▶ **Short task**:
Reproduce each of the following items line for line, without changing any character.

▶ **Provided data**:

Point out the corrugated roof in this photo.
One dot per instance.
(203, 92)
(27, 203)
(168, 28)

▶ **Exercise response**:
Point out the corrugated roof in this photo.
One dot per instance.
(203, 92)
(27, 203)
(168, 28)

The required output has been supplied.